--- SOURCE INFORMATION Enclosed Below ---

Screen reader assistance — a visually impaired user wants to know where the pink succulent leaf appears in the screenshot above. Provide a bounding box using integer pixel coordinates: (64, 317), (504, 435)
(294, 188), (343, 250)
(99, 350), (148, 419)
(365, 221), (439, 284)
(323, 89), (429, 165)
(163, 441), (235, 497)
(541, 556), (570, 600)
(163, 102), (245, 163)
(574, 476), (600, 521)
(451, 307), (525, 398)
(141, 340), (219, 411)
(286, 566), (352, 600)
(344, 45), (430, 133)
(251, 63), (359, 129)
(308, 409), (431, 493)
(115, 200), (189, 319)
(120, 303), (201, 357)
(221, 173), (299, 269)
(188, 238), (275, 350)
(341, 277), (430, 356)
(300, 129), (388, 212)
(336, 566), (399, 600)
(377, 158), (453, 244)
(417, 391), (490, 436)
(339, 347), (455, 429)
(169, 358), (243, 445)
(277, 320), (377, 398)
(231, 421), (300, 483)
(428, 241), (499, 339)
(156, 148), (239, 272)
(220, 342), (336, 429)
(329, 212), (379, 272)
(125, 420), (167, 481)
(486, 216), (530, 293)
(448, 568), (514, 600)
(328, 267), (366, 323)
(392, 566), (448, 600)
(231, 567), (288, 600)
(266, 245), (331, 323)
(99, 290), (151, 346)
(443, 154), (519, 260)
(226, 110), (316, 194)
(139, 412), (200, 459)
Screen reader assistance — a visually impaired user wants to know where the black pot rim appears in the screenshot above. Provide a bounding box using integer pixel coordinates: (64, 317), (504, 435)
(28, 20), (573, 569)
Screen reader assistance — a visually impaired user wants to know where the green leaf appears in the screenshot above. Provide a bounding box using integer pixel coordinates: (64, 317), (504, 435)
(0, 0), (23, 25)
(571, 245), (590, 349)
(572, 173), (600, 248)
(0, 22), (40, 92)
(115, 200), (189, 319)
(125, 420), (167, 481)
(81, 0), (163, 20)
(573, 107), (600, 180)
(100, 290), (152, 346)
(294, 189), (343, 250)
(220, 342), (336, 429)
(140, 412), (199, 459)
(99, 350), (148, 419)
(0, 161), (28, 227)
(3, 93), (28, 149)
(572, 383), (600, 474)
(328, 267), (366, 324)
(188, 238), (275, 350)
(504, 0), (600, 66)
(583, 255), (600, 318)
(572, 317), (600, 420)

--- End of Enclosed SOURCE INFORMATION ---

WHAT IS REQUIRED> Give back each entry so that it matches the original word for word.

COMPLETED EXERCISE>
Screen reader assistance — a visually impaired user wants to know where the pink succulent leaf appears in the screenshot above. Provide a bounding box using integer pixel coordinates: (64, 317), (504, 435)
(294, 188), (343, 250)
(99, 350), (148, 419)
(365, 221), (439, 284)
(323, 89), (429, 165)
(163, 441), (235, 497)
(541, 556), (570, 600)
(163, 102), (245, 163)
(574, 476), (600, 521)
(451, 307), (525, 398)
(141, 340), (219, 411)
(286, 566), (352, 600)
(344, 45), (430, 133)
(251, 63), (359, 129)
(308, 409), (431, 493)
(115, 200), (189, 319)
(120, 303), (201, 357)
(221, 173), (299, 269)
(188, 238), (275, 350)
(341, 277), (430, 356)
(300, 129), (388, 212)
(336, 566), (399, 600)
(377, 158), (453, 244)
(417, 391), (490, 436)
(339, 347), (455, 429)
(169, 358), (243, 445)
(277, 320), (377, 398)
(231, 421), (300, 483)
(428, 241), (499, 339)
(156, 148), (239, 272)
(220, 342), (336, 429)
(329, 212), (379, 272)
(125, 420), (167, 481)
(486, 216), (530, 293)
(448, 568), (514, 600)
(328, 267), (366, 323)
(392, 566), (448, 600)
(231, 567), (288, 600)
(266, 245), (331, 323)
(99, 290), (151, 346)
(443, 154), (519, 260)
(226, 110), (316, 194)
(139, 412), (200, 459)
Screen reader assistance — a visually impaired user wants to know where the black pot rim appears in the screenshot above. Provide a bounding box using integer pixel coordinates: (64, 317), (504, 435)
(28, 20), (573, 569)
Screen reader assistance — a visually impaired user wants to know where the green leaf appears in the screenshot above. Provide a bounding box using integer pixel coordinates: (64, 317), (504, 435)
(0, 0), (23, 25)
(571, 245), (590, 349)
(572, 173), (600, 248)
(0, 22), (40, 92)
(115, 200), (189, 319)
(125, 420), (167, 481)
(81, 0), (163, 20)
(573, 107), (600, 180)
(100, 290), (152, 346)
(294, 189), (343, 250)
(220, 342), (336, 429)
(140, 412), (199, 459)
(99, 350), (148, 419)
(0, 161), (28, 227)
(3, 93), (28, 149)
(572, 383), (600, 474)
(328, 267), (366, 324)
(188, 238), (275, 350)
(504, 0), (600, 66)
(583, 255), (600, 318)
(572, 317), (600, 420)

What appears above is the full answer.